[GIVEN EXERCISE] Format the rows below as a numbered list with blank lines omitted, starting at the line that contains "front wheel, placing one marker per instance" and ending at the final line of the rows, both included.

[SUPPLIED DATA]
☆ ☆ ☆ ☆

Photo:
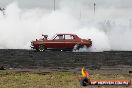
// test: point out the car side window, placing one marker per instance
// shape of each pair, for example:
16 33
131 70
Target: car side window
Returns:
59 37
67 37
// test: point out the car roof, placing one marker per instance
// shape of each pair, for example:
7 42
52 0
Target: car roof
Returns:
65 34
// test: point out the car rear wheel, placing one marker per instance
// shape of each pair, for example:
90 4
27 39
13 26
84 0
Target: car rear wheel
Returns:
78 46
41 48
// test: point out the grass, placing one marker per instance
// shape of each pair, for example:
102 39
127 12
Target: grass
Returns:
15 79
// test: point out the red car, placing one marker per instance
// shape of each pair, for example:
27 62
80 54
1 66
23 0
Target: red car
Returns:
61 42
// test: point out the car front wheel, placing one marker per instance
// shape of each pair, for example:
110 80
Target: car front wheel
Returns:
41 48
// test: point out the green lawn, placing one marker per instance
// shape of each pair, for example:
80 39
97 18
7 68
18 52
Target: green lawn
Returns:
15 79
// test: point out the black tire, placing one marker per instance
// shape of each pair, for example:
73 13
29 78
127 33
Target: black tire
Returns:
85 82
78 46
41 48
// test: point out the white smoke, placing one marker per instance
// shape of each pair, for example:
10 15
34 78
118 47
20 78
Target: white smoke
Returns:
18 27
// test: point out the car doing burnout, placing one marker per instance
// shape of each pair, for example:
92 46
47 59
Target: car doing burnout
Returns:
61 42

☆ ☆ ☆ ☆

[ANSWER TO THIS EXERCISE]
1. // test: point out the car front wheel, placing one marker per instance
2. // shape of each pair, for example:
3. 110 80
4. Target: car front wheel
5. Returns:
6. 41 48
7. // test: point out the green lawn, placing one marker per instance
8. // shape of each pair, for example:
9. 80 39
10. 97 18
11. 7 68
12. 18 52
13. Target: green lawn
14. Returns:
15. 15 79
16. // test: point out the black tire, placing one marker per instance
17. // shape of each pair, for example:
18. 73 13
19. 29 78
20. 127 33
21. Target: black tire
22. Returns:
23. 85 82
24. 78 46
25. 41 48
26. // test: point out the white smoke, placing one marker per instance
27. // shape of each pair, for example:
28. 10 15
29. 34 78
30. 118 47
31. 20 78
32. Target: white smoke
33. Returns:
34. 18 27
35. // test: point out the car doing burnout, placing one marker per instance
36. // shape of each pair, for example:
37. 92 46
38. 47 59
39. Target: car doing burnout
40. Returns:
41. 61 42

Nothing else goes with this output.